- **AIM OF THE TASK**
In the text about a difficult week, which gym gave the writer a free membership?

It is what it is, and yes an excuse….and yes, I should know better……
It’s just that….a week that included my belly getting an ultrasound (nope, I’m not expecting) a funeral for an uncle that COVID managed to catch…..a busy Wednesday where cleaning and housework had to be done, a Friday evening that felt like a recovery day, which it wasn’t, and a depressed Saturday which feels like a continuation of Friday……just confused, deflated, depressed, and with no really get up and go.
The only real positive this week was that strength training has re-entered my life…only twice, but I love the SVAC gym (the Sturgeon Valley Athletic Club) they’ve given me a complementary membership, and I’m gonna use it……while I cannot move a huge amount of weight, it feels really good and nice and something I guess I’ve missed…
I’m comfortable with where I am….I feel okay, stepping back to just do an 8K in Vancouver, and a virtual 5K on the same weekend….I’m there for 4 days, I’m going to make the goal to run 21K or a bunch combined for the first 4 days of May…..the SeaWall is 10K easy, so yeah, a goal of doing that a bunch….a half marathon later in the season, and a full in the fall……
I’ve got my Run Club up and running, that get’s me out of the house twice a week; keeps me committed, connected, and involved……another virtual clinic about to begin, in a week, a 5K group this time, that’ll keep me connected and inspired as well – I’m instructing so I have to set a good example, right? – and I so have to learn to make better use of my time….

- **INPUT DATA**

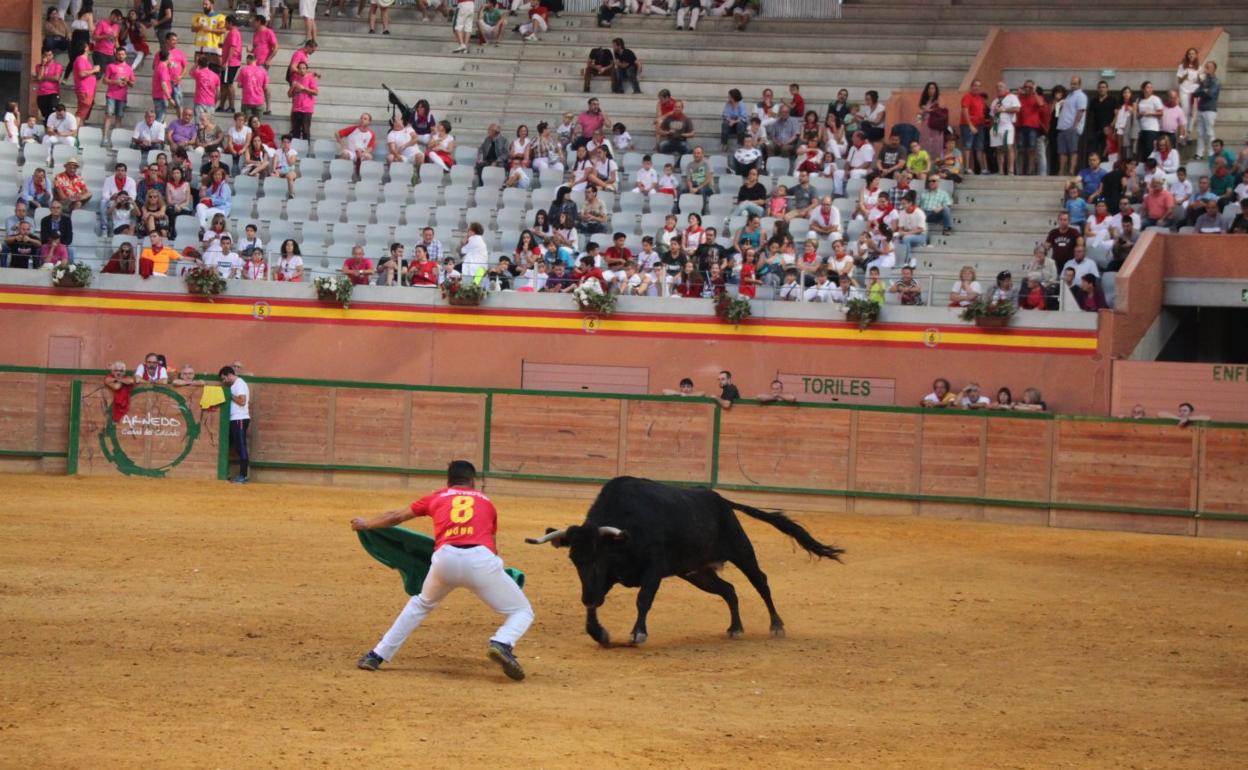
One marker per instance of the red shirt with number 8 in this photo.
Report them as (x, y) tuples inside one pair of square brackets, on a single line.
[(461, 517)]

- **SOLUTION TO THIS EXERCISE**
The SVAC gym, the Sturgeon Valley Athletic Club.